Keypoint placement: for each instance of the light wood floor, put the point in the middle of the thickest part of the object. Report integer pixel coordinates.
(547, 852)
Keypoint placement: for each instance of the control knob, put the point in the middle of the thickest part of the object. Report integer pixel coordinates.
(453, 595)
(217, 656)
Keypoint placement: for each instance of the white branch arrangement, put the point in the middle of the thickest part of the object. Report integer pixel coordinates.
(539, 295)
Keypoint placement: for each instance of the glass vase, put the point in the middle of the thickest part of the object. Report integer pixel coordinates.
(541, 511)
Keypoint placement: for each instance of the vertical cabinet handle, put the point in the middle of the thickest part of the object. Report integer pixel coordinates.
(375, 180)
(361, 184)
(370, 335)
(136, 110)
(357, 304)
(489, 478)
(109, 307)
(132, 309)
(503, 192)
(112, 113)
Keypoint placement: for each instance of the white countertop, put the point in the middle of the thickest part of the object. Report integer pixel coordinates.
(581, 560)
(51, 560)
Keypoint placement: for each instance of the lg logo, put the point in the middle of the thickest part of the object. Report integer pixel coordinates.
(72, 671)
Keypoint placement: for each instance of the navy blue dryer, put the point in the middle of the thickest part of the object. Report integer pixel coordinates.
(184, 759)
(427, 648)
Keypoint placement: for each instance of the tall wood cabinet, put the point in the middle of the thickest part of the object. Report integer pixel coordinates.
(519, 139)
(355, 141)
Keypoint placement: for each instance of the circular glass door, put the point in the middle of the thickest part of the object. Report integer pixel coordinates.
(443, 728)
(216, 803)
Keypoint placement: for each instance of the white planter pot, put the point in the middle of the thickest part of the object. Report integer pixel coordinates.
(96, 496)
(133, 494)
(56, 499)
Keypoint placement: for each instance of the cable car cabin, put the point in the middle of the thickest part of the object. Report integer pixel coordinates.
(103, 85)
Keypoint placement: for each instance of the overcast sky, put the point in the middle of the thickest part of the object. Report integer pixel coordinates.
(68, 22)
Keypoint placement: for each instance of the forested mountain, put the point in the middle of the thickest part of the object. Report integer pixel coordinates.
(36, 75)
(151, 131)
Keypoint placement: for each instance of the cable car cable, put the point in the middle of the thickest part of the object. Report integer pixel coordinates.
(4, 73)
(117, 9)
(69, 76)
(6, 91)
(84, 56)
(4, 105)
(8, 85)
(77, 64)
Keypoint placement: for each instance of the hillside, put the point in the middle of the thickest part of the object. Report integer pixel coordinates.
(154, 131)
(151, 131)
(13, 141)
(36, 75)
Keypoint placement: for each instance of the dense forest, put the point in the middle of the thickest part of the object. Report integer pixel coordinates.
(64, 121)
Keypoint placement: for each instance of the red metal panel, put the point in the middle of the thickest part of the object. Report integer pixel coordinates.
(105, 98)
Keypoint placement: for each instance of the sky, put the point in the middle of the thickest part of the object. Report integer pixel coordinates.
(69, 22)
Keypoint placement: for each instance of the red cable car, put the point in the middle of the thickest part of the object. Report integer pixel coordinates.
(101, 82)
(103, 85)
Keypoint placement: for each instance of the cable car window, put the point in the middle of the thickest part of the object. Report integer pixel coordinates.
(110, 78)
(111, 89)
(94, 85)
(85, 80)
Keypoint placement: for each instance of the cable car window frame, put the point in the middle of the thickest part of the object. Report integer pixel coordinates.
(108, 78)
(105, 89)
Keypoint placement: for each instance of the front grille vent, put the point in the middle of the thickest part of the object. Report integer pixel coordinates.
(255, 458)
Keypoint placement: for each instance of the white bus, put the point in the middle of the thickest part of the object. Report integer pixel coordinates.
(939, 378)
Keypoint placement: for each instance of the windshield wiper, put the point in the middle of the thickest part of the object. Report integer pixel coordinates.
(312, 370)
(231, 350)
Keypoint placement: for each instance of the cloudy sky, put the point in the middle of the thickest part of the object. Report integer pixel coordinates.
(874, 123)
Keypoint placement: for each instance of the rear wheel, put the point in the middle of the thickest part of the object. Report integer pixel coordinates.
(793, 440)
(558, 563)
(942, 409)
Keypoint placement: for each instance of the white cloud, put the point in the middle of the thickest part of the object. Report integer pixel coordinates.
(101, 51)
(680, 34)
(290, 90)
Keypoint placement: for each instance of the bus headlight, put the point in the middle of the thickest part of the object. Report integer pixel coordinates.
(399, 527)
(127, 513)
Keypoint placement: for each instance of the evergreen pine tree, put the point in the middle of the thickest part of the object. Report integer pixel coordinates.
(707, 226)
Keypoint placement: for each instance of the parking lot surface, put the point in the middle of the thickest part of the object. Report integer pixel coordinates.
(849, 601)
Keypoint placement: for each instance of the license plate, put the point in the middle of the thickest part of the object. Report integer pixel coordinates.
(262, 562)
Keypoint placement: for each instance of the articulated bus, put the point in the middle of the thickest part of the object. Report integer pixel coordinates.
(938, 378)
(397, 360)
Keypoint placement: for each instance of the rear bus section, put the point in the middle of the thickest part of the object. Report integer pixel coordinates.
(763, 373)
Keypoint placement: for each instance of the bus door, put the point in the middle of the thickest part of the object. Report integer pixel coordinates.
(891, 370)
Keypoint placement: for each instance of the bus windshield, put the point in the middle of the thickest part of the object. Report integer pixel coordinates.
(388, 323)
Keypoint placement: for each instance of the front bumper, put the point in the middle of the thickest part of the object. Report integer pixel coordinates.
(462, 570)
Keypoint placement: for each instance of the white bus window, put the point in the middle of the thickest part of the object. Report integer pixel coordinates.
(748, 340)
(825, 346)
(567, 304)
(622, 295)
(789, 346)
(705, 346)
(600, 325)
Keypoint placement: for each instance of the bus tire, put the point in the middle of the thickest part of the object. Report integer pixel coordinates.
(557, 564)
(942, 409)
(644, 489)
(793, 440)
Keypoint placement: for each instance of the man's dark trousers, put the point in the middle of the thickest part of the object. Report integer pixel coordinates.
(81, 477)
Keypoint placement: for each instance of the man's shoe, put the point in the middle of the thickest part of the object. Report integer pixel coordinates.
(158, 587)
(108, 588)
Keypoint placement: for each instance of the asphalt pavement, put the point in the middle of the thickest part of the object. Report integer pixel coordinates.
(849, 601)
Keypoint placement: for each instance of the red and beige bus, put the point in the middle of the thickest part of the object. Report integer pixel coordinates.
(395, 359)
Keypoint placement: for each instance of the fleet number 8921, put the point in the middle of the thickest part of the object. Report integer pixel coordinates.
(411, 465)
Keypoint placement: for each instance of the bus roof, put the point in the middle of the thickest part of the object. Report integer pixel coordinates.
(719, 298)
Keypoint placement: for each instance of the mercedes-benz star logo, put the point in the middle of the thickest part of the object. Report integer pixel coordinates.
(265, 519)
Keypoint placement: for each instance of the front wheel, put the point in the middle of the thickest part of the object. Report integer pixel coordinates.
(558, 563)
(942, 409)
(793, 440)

# What is being asked
Faithfully transcribe the whole of the data.

# Solution
Keypoint placement: for each instance of the light wood floor, put the point in the middle of the thickest part of the object. Report integer pixel coordinates.
(547, 852)
Keypoint placement: for each instance of the control knob, put the point in the middle of the thickest part of the object. Report integer pixel coordinates.
(453, 595)
(217, 656)
Keypoint placement: for each instance of the white branch arrangement, put the point in the middle of the thickest part of the object. Report integer pixel coordinates.
(539, 295)
Keypoint placement: for each instance of the glass vase, put the point in the middle of the thickest part of the object. Report integer pixel coordinates.
(541, 511)
Keypoint placement: for each instance of the vertical cabinet handle, put the point in the middle of the thickest part of the object. Report integer pixel coordinates.
(375, 180)
(361, 184)
(370, 335)
(136, 110)
(357, 304)
(489, 478)
(109, 307)
(132, 309)
(503, 192)
(112, 113)
Keypoint placement: for each instance of the white countertop, put the point in the middle of the thickest part of the object. Report integer pixel coordinates.
(581, 560)
(51, 560)
Keypoint placement: for each instance of the lg logo, put the point in the middle of the thickest part of the object. Report integer pixel coordinates.
(72, 671)
Keypoint placement: for each instance of the navy blue dryer, put the point in the middle of the thickest part of the object. Report integer pixel coordinates.
(184, 759)
(427, 648)
Keypoint placement: for each instance of the tall wood cabinet, put the point in the middle of the thickest part of the object. Report integer pixel coordinates.
(519, 139)
(355, 141)
Keypoint placement: for each instance of the circular glass door, put the point in the middle of the thickest part of the object. Report integer pixel coordinates.
(443, 728)
(216, 803)
Keypoint placement: for each instance of the white planter pot, put the point in the middle of the thickest part of the object. Report integer pixel coordinates.
(96, 496)
(133, 494)
(56, 499)
Keypoint placement: for each instance of the cable car cabin, put the point in the middle of the thickest part of the object. Report integer pixel coordinates.
(103, 85)
Keypoint placement: for each instance of the overcast sky, put the point in the middle of the thickest part of the object. Report integer pixel coordinates.
(68, 22)
Keypoint placement: for each instance of the forested mountain, put the point in the middle of the thickest part of the object. Report integer pixel coordinates.
(36, 75)
(151, 131)
Keypoint placement: for each instance of the cable car cable, put the point in the middle of the thickest part of the object. Report integer pixel coordinates.
(4, 73)
(117, 9)
(69, 76)
(6, 91)
(84, 56)
(4, 105)
(8, 85)
(77, 64)
Keypoint placement: for each instance of the hillside, put the point in the middle of the thickest part of the object. Report integer pixel coordinates.
(154, 131)
(151, 131)
(13, 141)
(36, 75)
Keypoint placement: for each instance of the dense forest, put the point in the middle of the thickest part of the object. Report integer pixel coordinates.
(64, 121)
Keypoint placement: for each instance of the red metal panel, put the point in the middle of the thickest part of the object. Report integer pixel coordinates.
(105, 98)
Keypoint placement: for each instance of the sky, put the point in the middle of the thickest part of the object. Report integer pixel coordinates.
(69, 22)
Keypoint placement: for each instance of the red cable car, put the point in the middle of the thickest part of the object. Report integer pixel coordinates.
(101, 82)
(103, 85)
Keypoint placement: for each instance of the cable car window, put the point in the middle of the thickest part of the object. Report integer pixel coordinates.
(110, 78)
(111, 89)
(94, 85)
(85, 80)
Keypoint placement: for each instance of the cable car window frame, put the point in the middle of the thickest part of the object. Report integer pixel coordinates.
(108, 78)
(105, 89)
Keypoint placement: for each instance of the front grille vent, put the point in the middle of the thickest part of the object. Report integer pixel coordinates.
(255, 458)
Keypoint placement: for each instance of the white bus, put the point in the middle of the thickest part of the object. Report integer pixel coordinates.
(939, 378)
Keypoint placement: for each instance of the windshield wiper, put the point in the middle of the thickest part of the object. Report integer pixel coordinates.
(312, 370)
(231, 350)
Keypoint placement: for each instance of the cloudy sky, put the point in the middle of the thickest part of the object. Report integer pixel coordinates.
(874, 123)
Keypoint placement: for each instance of the rear wheel, put the point in the middle of the thickest part of the object. Report integer pixel coordinates.
(793, 440)
(558, 563)
(942, 409)
Keypoint placement: for each instance of the white cloud, put the point in the middle of the thickest part of the object. Report integer pixel coordinates.
(101, 51)
(680, 34)
(290, 90)
Keypoint placement: for each instance of the bus headlight, put the point in the middle of the thickest part of the object. Report integer pixel coordinates.
(399, 527)
(127, 513)
Keypoint placement: for each instance of the evergreen pine tree, put the point in the middle of the thickest part of the object. Report integer pixel coordinates.
(707, 226)
Keypoint placement: for each instance of the parking lot surface, put the point in the middle of the thickest part of the object. Report integer pixel coordinates.
(849, 601)
Keypoint placement: for each instance of the license plate, put the point in the middle of the thickest part of the object. Report integer pixel coordinates.
(262, 562)
Keypoint placement: for each instance of the articulated bus, put the point in the middle of the thickest part of the object. Report integer pixel coordinates.
(938, 378)
(397, 360)
Keypoint placement: for each instance of the rear bus section, put the point in the middle of the thickest part of the object. Report integer pixel coordinates.
(763, 373)
Keypoint placement: for each instance of the bus door, put the point in the middle of the thickest part of the object. Report integer pixel coordinates.
(891, 370)
Keypoint placement: for each instance of the bus windshield, put the point in the middle of the thickest part of the object. Report integer pixel coordinates.
(388, 323)
Keypoint placement: for each instance of the front bumper, put the point in the middle of the thickest part of the object. Report integer pixel coordinates.
(462, 570)
Keypoint placement: for each instance of the white bus window, put the point in the middle of the thickest part of the object. Report integer pixel coordinates.
(748, 340)
(825, 346)
(567, 304)
(622, 295)
(789, 346)
(705, 346)
(600, 325)
Keypoint placement: for each instance of the bus tire, put the point in the middle of the thickest part of the object. Report integer pixel coordinates.
(557, 564)
(942, 409)
(644, 489)
(793, 440)
Keypoint placement: for each instance of the man's dark trousers, put the point in the middle of the thickest part of the object. Report integer pixel coordinates.
(81, 477)
Keypoint placement: for each instance of the man's shoe, put the point in the middle of the thickest part of the object. Report integer pixel coordinates.
(158, 587)
(108, 588)
Keypoint placement: for each instance of the asphalt pavement, put the point in the middle of the thickest part of the object. Report integer pixel coordinates.
(849, 601)
Keypoint placement: for each instance of the red and beige bus, put the point in the middle of the thickest part of the object. Report integer pixel coordinates.
(395, 359)
Keypoint placement: for each instance of the fleet number 8921, put the point in the middle of the thickest part of the object. Report integer pixel coordinates.
(411, 465)
Keypoint placement: for each instance of the bus roof, put the point in the middle of the thickest part of the object. Report integer pixel coordinates.
(719, 298)
Keypoint placement: for each instance of the mercedes-benz star logo, put the point in the middle of the thickest part of the object. Report integer pixel coordinates.
(265, 519)
Keypoint placement: for each instance of the front wheel, put the point in the middle of the thickest part of the object. Report integer pixel coordinates.
(558, 563)
(942, 409)
(793, 440)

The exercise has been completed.